» **Provided entries**:
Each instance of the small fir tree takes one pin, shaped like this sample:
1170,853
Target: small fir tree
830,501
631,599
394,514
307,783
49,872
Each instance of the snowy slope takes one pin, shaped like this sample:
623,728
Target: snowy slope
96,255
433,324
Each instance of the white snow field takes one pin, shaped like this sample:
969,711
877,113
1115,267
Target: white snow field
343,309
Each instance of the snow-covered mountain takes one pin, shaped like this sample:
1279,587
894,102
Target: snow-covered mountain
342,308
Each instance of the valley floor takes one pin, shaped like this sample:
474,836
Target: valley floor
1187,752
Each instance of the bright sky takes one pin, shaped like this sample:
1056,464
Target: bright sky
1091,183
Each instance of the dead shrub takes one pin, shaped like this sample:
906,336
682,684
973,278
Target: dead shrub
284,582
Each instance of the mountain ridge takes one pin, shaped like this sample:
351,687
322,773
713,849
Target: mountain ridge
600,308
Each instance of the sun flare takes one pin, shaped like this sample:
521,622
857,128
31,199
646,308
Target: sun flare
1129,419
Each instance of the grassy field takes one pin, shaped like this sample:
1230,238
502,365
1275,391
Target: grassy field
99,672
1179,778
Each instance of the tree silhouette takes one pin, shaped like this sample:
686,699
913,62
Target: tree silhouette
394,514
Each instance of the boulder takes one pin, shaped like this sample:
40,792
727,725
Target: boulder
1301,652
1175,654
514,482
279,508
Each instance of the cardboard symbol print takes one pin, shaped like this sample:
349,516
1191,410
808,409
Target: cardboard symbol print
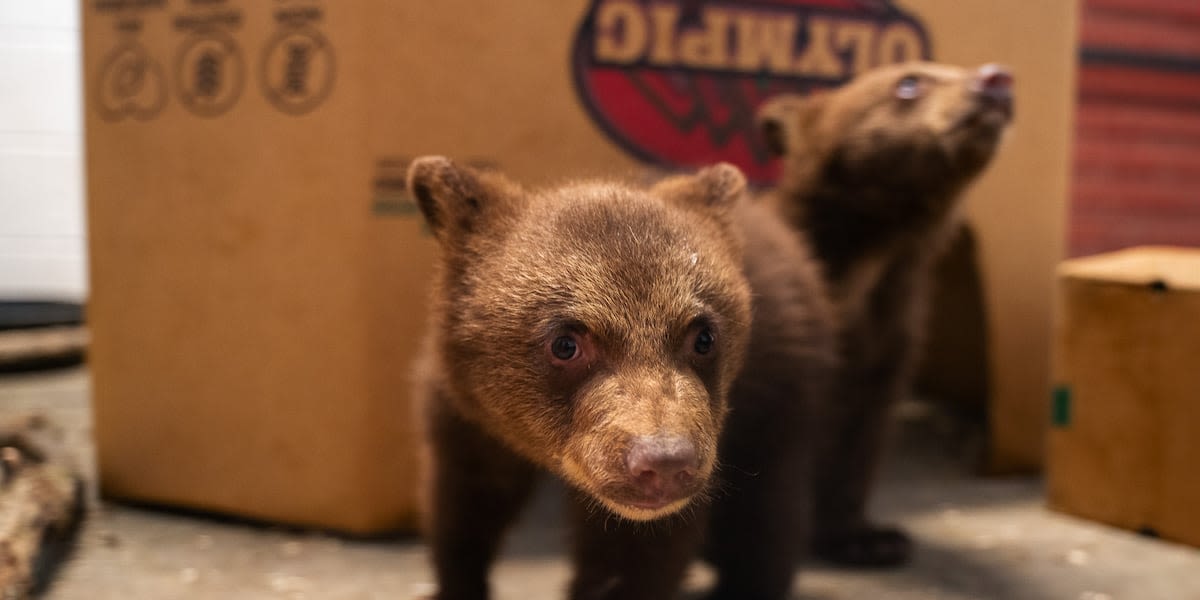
210,73
298,70
131,84
677,83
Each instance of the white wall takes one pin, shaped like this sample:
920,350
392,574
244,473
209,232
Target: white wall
42,247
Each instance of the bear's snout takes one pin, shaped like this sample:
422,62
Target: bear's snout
994,85
663,468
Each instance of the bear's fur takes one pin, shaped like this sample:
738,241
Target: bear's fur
873,173
597,331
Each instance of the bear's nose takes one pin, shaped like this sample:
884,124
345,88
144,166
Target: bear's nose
663,466
994,84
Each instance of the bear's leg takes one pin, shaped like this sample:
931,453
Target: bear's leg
621,559
478,489
760,515
852,443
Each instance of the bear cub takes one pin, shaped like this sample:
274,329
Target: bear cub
598,331
873,175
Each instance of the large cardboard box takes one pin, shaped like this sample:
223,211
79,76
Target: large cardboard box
1126,423
258,275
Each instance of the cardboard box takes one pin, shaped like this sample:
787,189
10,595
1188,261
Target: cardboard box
258,275
1126,424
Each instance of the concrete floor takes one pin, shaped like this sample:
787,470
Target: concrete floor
977,539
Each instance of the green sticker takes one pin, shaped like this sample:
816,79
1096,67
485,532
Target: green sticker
1060,406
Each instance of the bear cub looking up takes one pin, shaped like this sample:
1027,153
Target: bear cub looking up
873,175
597,331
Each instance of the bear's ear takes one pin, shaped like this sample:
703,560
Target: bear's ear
457,201
783,119
714,190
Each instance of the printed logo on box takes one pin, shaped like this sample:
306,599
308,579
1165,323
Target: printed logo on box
677,83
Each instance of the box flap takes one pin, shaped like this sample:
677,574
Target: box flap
1164,267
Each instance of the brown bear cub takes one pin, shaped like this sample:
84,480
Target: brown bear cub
597,331
873,173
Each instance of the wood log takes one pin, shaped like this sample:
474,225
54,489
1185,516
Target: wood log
41,505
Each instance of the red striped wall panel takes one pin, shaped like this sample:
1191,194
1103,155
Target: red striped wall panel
1137,177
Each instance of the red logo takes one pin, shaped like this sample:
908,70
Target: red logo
677,83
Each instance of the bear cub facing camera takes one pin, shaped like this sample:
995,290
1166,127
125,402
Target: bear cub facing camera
598,331
873,177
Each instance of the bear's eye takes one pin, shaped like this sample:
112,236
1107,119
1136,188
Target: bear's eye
705,341
564,347
909,88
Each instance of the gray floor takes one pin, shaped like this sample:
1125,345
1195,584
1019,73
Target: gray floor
977,539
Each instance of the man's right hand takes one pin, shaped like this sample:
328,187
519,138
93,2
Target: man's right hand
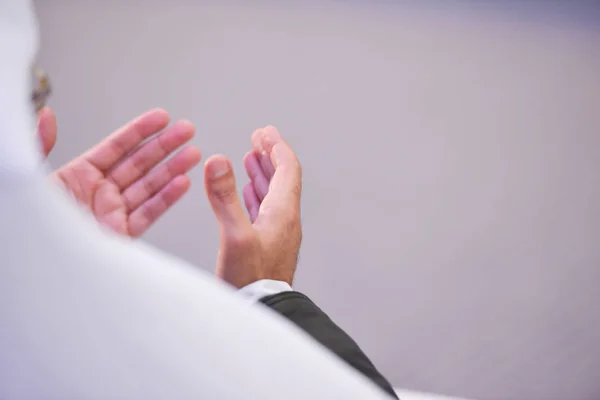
265,244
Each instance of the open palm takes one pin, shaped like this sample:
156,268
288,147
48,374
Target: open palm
120,180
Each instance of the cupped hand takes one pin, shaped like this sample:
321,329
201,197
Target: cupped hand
265,243
120,180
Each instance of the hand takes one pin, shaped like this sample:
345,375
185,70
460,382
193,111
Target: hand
117,179
264,245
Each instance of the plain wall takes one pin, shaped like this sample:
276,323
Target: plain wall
451,159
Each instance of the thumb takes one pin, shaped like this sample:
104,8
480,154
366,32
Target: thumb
47,130
219,181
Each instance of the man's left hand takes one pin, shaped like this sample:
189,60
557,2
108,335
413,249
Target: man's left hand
117,179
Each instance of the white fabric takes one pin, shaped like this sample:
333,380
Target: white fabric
88,315
265,287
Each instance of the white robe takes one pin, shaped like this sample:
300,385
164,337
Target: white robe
85,314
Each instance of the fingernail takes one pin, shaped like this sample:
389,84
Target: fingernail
218,168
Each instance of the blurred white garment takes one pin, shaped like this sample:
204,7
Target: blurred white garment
85,314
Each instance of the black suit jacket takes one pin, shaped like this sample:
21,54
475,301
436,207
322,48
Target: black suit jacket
300,310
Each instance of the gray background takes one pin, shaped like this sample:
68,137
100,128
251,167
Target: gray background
451,156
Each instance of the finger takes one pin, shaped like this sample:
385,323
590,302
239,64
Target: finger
267,166
147,214
150,154
286,184
256,174
145,188
47,129
111,150
251,201
221,190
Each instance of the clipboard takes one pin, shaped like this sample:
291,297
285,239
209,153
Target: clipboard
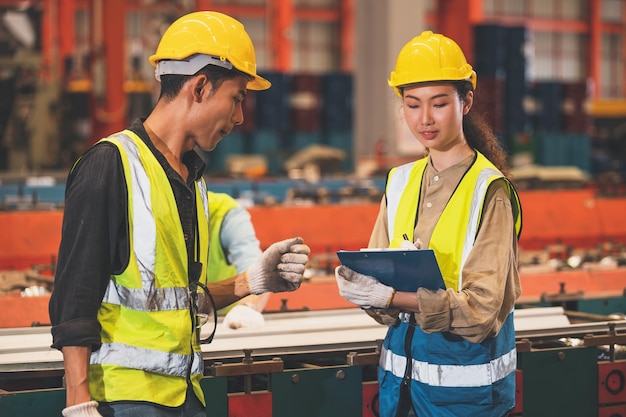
402,269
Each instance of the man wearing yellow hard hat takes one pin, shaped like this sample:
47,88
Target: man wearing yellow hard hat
131,290
448,352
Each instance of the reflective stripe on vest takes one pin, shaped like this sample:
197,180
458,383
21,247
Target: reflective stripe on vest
451,375
149,360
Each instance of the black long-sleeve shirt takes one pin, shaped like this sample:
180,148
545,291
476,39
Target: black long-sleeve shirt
95,235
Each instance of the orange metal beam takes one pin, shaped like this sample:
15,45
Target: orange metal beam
67,44
108,69
595,47
347,35
281,23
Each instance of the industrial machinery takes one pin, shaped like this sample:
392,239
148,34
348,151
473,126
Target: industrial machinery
323,363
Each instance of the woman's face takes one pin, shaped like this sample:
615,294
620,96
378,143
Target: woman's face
434,113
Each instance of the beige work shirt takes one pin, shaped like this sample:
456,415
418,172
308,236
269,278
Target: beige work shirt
491,283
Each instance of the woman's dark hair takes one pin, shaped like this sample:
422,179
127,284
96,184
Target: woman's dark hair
479,134
171,84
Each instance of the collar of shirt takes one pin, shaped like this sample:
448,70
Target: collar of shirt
191,159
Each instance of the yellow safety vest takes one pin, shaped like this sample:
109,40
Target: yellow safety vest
456,229
149,350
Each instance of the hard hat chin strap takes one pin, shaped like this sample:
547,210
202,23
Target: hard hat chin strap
189,66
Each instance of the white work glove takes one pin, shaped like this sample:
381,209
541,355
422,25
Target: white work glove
362,290
88,409
243,315
280,267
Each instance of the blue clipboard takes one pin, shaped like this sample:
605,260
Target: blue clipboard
404,270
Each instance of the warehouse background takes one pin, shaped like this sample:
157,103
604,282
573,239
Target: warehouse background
551,79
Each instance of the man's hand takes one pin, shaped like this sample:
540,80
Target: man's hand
280,267
363,290
88,409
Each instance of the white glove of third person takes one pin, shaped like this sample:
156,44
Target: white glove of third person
362,290
244,316
280,267
88,409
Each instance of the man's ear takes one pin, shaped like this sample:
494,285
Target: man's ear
199,84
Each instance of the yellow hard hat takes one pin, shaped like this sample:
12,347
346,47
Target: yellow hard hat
430,57
201,38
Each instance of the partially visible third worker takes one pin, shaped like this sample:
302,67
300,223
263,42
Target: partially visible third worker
449,352
234,247
130,294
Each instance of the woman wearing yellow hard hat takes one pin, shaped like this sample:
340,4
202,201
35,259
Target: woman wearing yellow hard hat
449,351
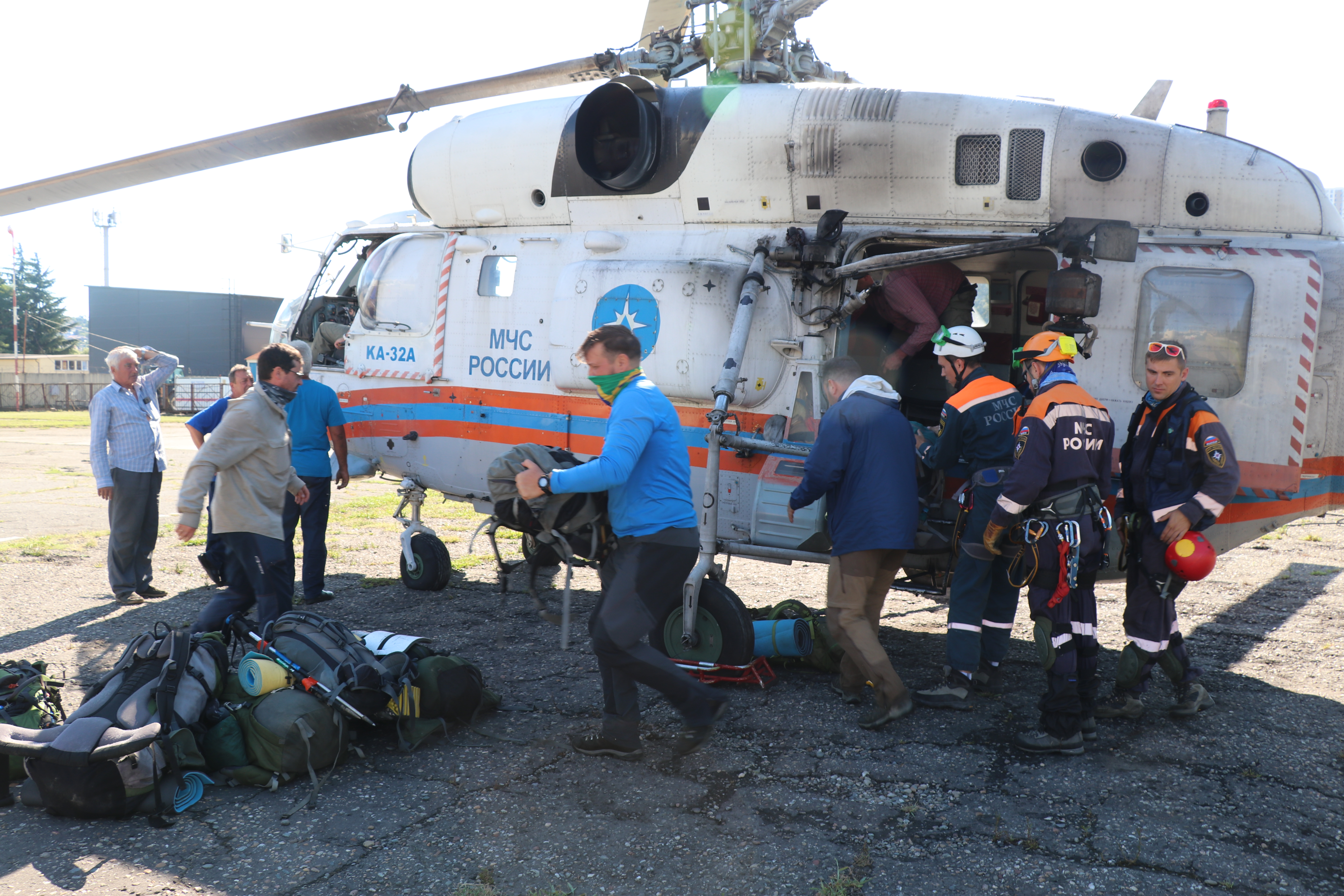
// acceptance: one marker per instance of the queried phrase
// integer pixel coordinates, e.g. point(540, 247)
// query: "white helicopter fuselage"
point(468, 347)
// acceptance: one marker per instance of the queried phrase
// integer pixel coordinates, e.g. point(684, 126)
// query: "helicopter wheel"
point(433, 565)
point(721, 621)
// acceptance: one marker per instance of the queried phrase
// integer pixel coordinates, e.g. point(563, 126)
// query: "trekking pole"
point(306, 680)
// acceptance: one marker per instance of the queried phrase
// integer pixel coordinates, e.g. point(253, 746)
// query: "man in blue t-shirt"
point(646, 471)
point(317, 425)
point(198, 428)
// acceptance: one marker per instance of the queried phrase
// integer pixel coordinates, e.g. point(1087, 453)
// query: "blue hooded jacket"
point(865, 463)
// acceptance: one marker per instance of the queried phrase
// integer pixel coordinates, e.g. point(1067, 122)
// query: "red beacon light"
point(1191, 557)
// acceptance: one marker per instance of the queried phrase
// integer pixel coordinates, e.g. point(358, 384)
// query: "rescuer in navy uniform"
point(1061, 472)
point(1178, 473)
point(978, 431)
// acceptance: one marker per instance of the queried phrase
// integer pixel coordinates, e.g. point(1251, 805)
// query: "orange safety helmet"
point(1046, 346)
point(1191, 557)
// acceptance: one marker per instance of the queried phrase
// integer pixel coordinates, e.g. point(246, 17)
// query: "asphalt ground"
point(1245, 799)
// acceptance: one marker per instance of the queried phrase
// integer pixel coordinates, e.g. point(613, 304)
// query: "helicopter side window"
point(498, 275)
point(398, 285)
point(1209, 312)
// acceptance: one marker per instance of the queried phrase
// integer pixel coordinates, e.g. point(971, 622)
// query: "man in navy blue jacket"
point(865, 463)
point(646, 471)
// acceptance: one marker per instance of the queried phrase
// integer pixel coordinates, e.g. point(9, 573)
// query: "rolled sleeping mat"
point(782, 639)
point(259, 675)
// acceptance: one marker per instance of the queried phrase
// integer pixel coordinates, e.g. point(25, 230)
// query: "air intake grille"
point(1026, 148)
point(978, 159)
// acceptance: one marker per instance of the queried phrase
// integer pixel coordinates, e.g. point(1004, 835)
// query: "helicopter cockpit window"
point(1209, 312)
point(498, 276)
point(400, 284)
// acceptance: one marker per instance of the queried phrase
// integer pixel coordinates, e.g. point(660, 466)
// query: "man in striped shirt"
point(127, 454)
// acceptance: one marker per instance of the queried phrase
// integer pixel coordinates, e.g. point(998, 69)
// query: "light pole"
point(106, 225)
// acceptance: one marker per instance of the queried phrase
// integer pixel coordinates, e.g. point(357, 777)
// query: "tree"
point(48, 322)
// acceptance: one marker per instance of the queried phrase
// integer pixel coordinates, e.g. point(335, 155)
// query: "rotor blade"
point(286, 136)
point(662, 14)
point(1152, 101)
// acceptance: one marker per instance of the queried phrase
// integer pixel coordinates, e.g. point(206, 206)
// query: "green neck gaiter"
point(611, 385)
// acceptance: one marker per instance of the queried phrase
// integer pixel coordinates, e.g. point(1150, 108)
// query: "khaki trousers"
point(857, 588)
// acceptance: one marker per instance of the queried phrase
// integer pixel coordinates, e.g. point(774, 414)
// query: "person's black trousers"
point(314, 515)
point(255, 575)
point(642, 584)
point(216, 553)
point(134, 523)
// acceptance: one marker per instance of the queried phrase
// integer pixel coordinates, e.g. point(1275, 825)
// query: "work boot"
point(878, 717)
point(603, 746)
point(853, 696)
point(212, 570)
point(1122, 706)
point(954, 692)
point(1044, 742)
point(989, 679)
point(690, 738)
point(1190, 699)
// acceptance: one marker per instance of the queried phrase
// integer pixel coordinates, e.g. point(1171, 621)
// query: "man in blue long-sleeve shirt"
point(127, 454)
point(646, 471)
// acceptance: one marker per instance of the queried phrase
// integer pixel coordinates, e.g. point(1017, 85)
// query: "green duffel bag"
point(444, 691)
point(29, 699)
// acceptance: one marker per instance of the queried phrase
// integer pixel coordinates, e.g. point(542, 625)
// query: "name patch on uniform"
point(1022, 443)
point(1214, 449)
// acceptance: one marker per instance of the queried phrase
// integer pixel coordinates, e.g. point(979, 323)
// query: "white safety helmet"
point(958, 342)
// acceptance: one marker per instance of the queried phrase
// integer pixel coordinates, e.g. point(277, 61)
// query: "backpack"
point(331, 653)
point(826, 652)
point(29, 699)
point(579, 519)
point(126, 747)
point(271, 739)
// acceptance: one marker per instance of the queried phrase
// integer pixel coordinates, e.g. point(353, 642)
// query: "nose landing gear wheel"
point(722, 624)
point(433, 566)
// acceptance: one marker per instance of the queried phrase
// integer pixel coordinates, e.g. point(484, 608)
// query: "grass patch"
point(842, 883)
point(41, 546)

» **Given request**: How many lines in the items above contain the string "open", matching case exactly? Reply with the number only.

» **The response**: 2